→ **WORK REQUEST**
Return every entry exactly as written.

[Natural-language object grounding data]

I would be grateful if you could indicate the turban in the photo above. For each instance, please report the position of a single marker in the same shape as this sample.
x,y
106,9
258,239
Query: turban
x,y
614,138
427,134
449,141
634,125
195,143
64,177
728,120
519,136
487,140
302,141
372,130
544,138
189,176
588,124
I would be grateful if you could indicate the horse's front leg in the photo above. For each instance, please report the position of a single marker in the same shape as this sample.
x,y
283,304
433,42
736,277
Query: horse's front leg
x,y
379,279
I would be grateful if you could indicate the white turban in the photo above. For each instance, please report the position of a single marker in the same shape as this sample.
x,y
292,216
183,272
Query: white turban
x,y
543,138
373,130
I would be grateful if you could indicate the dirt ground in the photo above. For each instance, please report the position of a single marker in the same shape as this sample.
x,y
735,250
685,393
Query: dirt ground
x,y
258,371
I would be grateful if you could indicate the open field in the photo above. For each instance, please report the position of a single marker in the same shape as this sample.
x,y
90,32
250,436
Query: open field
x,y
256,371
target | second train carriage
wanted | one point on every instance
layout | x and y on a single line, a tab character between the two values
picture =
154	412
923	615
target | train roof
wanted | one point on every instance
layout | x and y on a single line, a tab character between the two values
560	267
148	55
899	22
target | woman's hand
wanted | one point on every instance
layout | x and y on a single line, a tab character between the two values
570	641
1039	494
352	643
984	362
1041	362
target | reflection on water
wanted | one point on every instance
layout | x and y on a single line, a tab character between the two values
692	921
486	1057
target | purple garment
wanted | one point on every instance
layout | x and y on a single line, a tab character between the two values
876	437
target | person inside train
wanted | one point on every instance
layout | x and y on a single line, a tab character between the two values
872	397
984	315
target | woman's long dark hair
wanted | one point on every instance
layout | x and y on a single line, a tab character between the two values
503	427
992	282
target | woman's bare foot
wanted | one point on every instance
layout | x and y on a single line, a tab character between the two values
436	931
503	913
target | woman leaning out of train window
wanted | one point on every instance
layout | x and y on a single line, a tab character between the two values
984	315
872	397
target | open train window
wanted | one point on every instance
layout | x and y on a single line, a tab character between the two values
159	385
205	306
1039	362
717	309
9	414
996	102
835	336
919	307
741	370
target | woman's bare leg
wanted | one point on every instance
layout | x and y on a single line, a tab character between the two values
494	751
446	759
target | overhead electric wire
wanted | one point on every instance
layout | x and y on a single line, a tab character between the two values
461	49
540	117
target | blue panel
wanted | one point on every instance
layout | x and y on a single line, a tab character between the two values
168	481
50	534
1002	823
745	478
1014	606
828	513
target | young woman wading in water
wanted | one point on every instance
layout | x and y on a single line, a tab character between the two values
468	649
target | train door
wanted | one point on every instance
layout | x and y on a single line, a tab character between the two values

→ **ANSWER TO THIS TASK**
I would be grateful if you could indicate the turban in the photo above. For each instance, please report the position of a single marker in the same shape as this sample.
x,y
106,9
258,239
Query: turban
x,y
614,138
427,134
449,141
634,125
195,143
64,177
728,120
519,136
487,140
302,141
372,130
544,138
189,176
588,124
I would be grateful if you could indicate the horse's front leg in the photo above. For each instance, please report the position of a single marker in the same shape as this sample.
x,y
283,304
433,42
736,277
Query: horse's front leg
x,y
379,279
I would be grateful if you could indicate the white turban in the photo above. For each instance, please report the position of a single marker in the same shape as this sample.
x,y
292,216
183,272
Query: white turban
x,y
543,138
373,130
I would be grateful if you could indicate the dirt ground in the photo above. For each instance, please report the position of a single marker in the same shape as this sample.
x,y
735,250
685,393
Query: dirt ground
x,y
258,371
I would be grateful if you could indicate the open field in the photo above. For each instance, please report the position of a single marker in the same shape as this sample.
x,y
90,32
250,436
Query: open field
x,y
256,371
target | second train carriage
wanted | one point on every instance
layout | x and y on a single line, a tab character between the two values
picture =
154	412
923	615
target | train roof
wanted | one point on every instance
layout | x and y on a single line, a tab character between the two values
560	267
148	55
899	22
target | woman's hand
wanted | one point on every instance
layout | x and y on a single line, a tab character between the two values
570	641
1039	494
352	643
984	362
1041	362
target | reflection on water
wanted | one point on every instance
layout | x and y on a single line, a tab character between the two values
692	921
486	1057
target | purple garment
wanted | one point on every instance
layout | x and y on a single line, a tab character between the two values
876	437
target | person inside train
wanted | one point on every instance
layout | x and y on a single line, a tab character between the two values
872	397
984	315
target | woman's long dark hair
wanted | one point on every instance
layout | x and y on a single line, a tab character between the two values
503	427
992	282
target | woman's bare foot
wanted | one point on every instance
layout | x and y on a single line, a tab character between the two values
436	931
503	913
target | woman leaning out of train window
wanted | one point on every instance
layout | x and y on a single line, a tab character between the two values
984	315
872	397
target | open train window
wanted | one point on every instance
layout | x and y on a single line, a tab character between the two values
159	385
205	306
1039	362
717	309
9	414
996	102
835	336
919	307
741	370
target | woman's bare leg
wanted | one point on every instance
layout | x and y on a single line, a tab character between the two values
494	751
446	759
target | overhead electric wire
wanted | one point on every instance
layout | x and y on a single line, a tab character between the two values
461	49
540	117
target | blue panel
wanted | one point on every instance
layout | x and y on a single line, a tab character between the two values
168	481
50	534
1002	823
745	478
1014	606
828	513
target | young woman wading in water
wanted | one point on every instance
layout | x and y on a single line, a tab character between the two values
468	649
target | train door
wanted | one point on every instance
layout | x and y on a single line, a tab character between the two values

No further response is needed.